- Short task 1 -
Answer these questions using the passage on organizing and the non-profit industrial complex.
(a) What does the abbreviation NPIC stand for?
(b) What does the passage call perhaps the most violent effect of the NPIC?
(c) According to the passage, what can a few people sitting around a kitchen table achieve?
- Short task 2 -
Carry on the passage on organizing and the non-profit industrial complex from its final sentence.

- Provided text -
■ ■ ■

This internalization is made visible by the structures and actions of many organizations claiming to be working for our collective freedom. Most organizing models of today have inevitably been influenced by the non-profit industrial complex (NPIC) and its penchant towards professional activism. Those of us working to realize justice for the New Jersey 4, given our individual and varying experiences with organizing, recognized this as a problem and decided to work around and against it.
Even after many important words have been written about the NPIC, our organizing minds, desires and realities are consistently ensnared and mesmerized by its limitations. The NPIC’s legacy is much broader than just the structuring of organizations; it cuts deep into our impoverished dreams of another world and another way to do things. The deadening of our collectively radical, queer imaginations is perhaps the most violent effect of the NPIC.
This is an attempt to open up these conversations and remember that a few people sitting around a kitchen table can achieve more than a well-funded and staffed organization. Our hope in doing this is to simultaneously work to free the NJ4, support cultures of self-defense and challenge the models of organizing that reproduce oppression.

■ ■ ■

- Detection annotation records -

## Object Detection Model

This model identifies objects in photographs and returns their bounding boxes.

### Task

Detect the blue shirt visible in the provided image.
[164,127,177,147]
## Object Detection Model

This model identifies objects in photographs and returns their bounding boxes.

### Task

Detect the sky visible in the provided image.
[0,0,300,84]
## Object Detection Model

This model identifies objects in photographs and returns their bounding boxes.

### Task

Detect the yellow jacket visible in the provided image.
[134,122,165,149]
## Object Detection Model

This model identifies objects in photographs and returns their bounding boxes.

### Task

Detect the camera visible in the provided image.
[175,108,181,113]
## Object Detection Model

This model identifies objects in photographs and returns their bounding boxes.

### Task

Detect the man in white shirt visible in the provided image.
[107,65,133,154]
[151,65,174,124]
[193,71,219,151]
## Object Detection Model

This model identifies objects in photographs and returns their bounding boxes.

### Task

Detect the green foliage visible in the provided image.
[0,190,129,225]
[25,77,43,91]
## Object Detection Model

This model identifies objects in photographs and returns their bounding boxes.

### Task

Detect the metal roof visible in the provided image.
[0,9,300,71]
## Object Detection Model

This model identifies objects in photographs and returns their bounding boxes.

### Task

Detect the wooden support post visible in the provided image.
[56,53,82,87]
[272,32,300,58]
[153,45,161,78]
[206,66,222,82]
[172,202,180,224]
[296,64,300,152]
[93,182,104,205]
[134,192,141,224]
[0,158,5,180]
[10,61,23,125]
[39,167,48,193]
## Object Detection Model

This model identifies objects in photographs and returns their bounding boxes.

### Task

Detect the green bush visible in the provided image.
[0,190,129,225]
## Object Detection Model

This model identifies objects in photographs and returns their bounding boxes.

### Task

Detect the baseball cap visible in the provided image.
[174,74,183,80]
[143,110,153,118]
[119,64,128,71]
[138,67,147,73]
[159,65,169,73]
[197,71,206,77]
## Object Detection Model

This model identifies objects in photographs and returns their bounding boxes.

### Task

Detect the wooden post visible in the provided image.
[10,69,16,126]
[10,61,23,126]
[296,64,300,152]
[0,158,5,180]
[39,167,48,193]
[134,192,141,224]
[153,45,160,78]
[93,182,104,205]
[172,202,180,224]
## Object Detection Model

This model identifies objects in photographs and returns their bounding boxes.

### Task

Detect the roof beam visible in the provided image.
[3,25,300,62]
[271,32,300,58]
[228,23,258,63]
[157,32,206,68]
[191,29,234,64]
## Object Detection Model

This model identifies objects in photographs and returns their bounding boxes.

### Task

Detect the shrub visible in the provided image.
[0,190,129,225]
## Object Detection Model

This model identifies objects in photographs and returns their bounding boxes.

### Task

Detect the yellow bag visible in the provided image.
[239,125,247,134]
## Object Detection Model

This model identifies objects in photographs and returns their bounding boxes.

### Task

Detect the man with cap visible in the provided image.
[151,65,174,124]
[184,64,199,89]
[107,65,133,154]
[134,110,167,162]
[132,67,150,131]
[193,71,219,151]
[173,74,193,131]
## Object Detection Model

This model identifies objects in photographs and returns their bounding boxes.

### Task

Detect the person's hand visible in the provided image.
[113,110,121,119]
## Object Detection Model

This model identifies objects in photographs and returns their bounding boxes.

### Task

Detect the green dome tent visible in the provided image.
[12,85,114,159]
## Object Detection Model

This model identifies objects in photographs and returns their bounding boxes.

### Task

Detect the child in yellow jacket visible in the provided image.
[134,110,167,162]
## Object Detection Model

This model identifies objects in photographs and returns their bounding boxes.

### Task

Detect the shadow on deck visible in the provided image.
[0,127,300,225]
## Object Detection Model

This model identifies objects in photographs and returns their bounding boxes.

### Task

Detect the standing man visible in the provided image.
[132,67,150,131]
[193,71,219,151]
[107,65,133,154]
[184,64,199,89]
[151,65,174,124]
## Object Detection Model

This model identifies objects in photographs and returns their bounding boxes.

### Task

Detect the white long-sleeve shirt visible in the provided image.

■ ■ ■

- Exercise response 1 -
(a) The non-profit industrial complex.
(b) The deadening of our collectively radical, queer imaginations.
(c) More than a well-funded and staffed organization.

- Exercise response 2 -
Living in a Radical Tomorrow

A number of non-profits offer vital services necessary for our survival under capitalism (some are even nice enough to let us gather in their meeting rooms). However, we must constantly question what is paid for what we gain and how might we continue to organize in ways that do not reproduce the same kinds of domination we wish to undo. We must also continue to question who is doing the labor of organizing compared to who is credited when gains are made. Are we creating multicultural figureheads that give the face of diversity so the homophobic and white supremacist veins of the “Left” can feel better about diversity? Or are we digging in deep, working with those most affected and creating worlds that may never make it into a magazine or blogs but change the very realities we live?
Our radical communities must also constantly transform notions of resistance and interrogate why there is so much silence surrounding the NJ4 and cases similar to theirs. The immediate question that comes to bear in the midst of revising strategies for confronting violence is: Beyond vigils and annual reports, what does it take to be resourceful enough to connect struggles and do anti-violence work before we are dead and imprisoned?

12 06 2008
Treva

i would love to email it you if you could email me w/ your email address at treva@all7.org

4 06 2008
Dominic

Hello,
I’m having trouble trying to download the flyer. Could you all email it to me or direct me to a direct link? Thanks….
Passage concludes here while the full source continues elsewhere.